Reproduce the complete set of records, exactly as they appear.

Records:
------------------------------------

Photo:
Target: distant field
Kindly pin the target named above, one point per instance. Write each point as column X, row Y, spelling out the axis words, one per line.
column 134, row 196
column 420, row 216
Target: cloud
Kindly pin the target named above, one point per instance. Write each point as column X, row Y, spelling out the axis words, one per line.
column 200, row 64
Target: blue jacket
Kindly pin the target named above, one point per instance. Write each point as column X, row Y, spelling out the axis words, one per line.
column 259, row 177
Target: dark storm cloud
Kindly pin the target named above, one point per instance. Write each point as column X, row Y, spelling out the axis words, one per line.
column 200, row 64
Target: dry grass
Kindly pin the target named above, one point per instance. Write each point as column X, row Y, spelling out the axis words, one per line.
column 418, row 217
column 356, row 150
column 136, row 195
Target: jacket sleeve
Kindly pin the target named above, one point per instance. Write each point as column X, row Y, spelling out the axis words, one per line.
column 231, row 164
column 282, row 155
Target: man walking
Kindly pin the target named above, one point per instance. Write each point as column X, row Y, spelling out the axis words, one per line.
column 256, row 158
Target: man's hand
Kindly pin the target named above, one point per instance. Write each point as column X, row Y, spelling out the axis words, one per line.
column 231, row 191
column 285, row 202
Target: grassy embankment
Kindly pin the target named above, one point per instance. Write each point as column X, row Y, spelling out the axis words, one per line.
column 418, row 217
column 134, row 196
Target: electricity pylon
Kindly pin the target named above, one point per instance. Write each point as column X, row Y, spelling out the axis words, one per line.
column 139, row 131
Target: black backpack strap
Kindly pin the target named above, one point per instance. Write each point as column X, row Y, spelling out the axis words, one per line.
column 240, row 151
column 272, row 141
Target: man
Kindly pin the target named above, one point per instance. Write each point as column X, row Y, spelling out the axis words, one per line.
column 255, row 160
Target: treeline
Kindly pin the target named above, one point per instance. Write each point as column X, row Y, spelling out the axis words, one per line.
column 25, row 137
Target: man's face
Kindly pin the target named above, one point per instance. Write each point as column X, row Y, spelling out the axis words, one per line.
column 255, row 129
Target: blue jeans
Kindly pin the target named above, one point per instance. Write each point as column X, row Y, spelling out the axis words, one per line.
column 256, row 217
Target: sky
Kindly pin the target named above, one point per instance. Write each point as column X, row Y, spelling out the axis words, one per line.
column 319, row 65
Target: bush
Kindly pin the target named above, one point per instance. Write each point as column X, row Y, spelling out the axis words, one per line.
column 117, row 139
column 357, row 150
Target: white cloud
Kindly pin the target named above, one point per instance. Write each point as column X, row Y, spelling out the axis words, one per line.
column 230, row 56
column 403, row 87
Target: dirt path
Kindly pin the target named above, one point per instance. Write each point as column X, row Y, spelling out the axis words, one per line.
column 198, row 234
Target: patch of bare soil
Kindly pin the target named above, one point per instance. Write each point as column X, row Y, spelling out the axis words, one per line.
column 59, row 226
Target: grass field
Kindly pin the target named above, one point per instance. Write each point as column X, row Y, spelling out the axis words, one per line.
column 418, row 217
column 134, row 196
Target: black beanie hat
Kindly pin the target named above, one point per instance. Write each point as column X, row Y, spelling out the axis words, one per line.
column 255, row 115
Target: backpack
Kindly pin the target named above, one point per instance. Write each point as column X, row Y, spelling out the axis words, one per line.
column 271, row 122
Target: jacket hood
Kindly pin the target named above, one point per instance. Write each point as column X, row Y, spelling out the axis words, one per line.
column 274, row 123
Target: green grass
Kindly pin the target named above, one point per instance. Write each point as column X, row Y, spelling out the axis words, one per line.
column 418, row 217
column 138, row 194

------------------------------------

Solution to this exercise:
Photo:
Target: distant field
Kindly pin the target named above, one point per instance. Write each point as column X, row Y, spelling out the axis words, one per line.
column 134, row 196
column 420, row 216
Target: cloud
Kindly pin the target named above, one point per instance. Write each point as column X, row Y, spelling out the axis words, one per line.
column 200, row 64
Target: blue jacket
Kindly pin the target named above, one point per instance. Write each point as column X, row Y, spelling out the axis words, one per line.
column 259, row 177
Target: dark storm cloud
Kindly pin the target named above, one point per instance. Write each point as column X, row Y, spelling out the axis words, one per line.
column 200, row 64
Target: dry grass
Kindly pin the target named above, one point per instance. Write each point as column X, row Y, spelling out the axis words, one per line.
column 418, row 217
column 356, row 150
column 136, row 195
Target: jacket sleeve
Kindly pin the target named above, one point per instance. Write each point as column X, row Y, spelling out the axis words, one per line.
column 231, row 164
column 282, row 155
Target: man walking
Kindly pin the target named above, one point per instance. Write each point as column X, row Y, spelling out the axis words, one per line.
column 256, row 158
Target: man's hand
Kindly pin the target named above, one point per instance. Write each point as column X, row Y, spelling out the axis words, one per line.
column 231, row 191
column 285, row 202
Target: grassy embankment
Kindly pin the target named above, one point per instance. Write each point as column X, row Y, spelling out the axis words, one per line.
column 418, row 217
column 134, row 196
Target: electricity pylon
Kindly pin the target named above, one point per instance. Write each point as column X, row Y, spelling out the axis words, one per line.
column 139, row 131
Target: black backpack strap
Kindly pin the target named above, one point per instance. Write each point as column X, row Y, spelling out the axis words, one per line.
column 240, row 151
column 272, row 141
Target: man
Kindly pin the target named above, one point per instance. Write each point as column X, row Y, spelling out the axis words, one per line.
column 255, row 160
Target: treeline
Kindly pin the target named above, one point per instance. Write each point as column X, row Y, spelling out the axis words, one per line.
column 25, row 137
Target: man's face
Kindly pin the target named above, one point per instance. Write each point as column X, row Y, spelling out the axis words, one per line.
column 255, row 129
Target: blue jeans
Kindly pin the target named above, one point per instance. Write each point as column X, row Y, spelling out the axis words, one per line.
column 256, row 217
Target: sky
Kindly pin the target named above, one point per instance. Write each point as column X, row Y, spelling out the axis words, one per line.
column 319, row 65
Target: bush
Kindly pin the target named above, one point per instance. Write each point as column X, row Y, spelling out the axis words, one per line.
column 117, row 139
column 357, row 150
Target: white cloud
Kindly pin the target named above, one point per instance. Write each point as column X, row Y, spelling out the axis words, one per line.
column 230, row 56
column 403, row 87
Target: dirt path
Kindly pin the target named above, one point per instance. Write each point as column X, row Y, spelling out the axis words, one per line.
column 198, row 234
Target: patch of bare soil
Kindly pin the target named above, one point per instance. Write each point as column X, row Y, spelling out the axis words, one per line.
column 59, row 226
Target: grass field
Kindly pin the target named above, one point per instance. Write each point as column X, row Y, spelling out the axis words, one per line.
column 418, row 217
column 134, row 196
Target: black beanie hat
Kindly pin the target named above, one point per instance. Write each point as column X, row Y, spelling out the axis words, one per line.
column 255, row 115
Target: backpack
Kindly pin the target named above, one point per instance. Write each point as column X, row Y, spelling out the axis words, one per line.
column 271, row 122
Target: jacket hood
Kindly pin the target named above, one point per instance. Write each point as column X, row Y, spelling out the axis words, one per line.
column 274, row 123
Target: green grass
Kindly pin the target named above, one point per instance. Write each point as column X, row Y, spelling out the axis words, one per line.
column 418, row 217
column 138, row 194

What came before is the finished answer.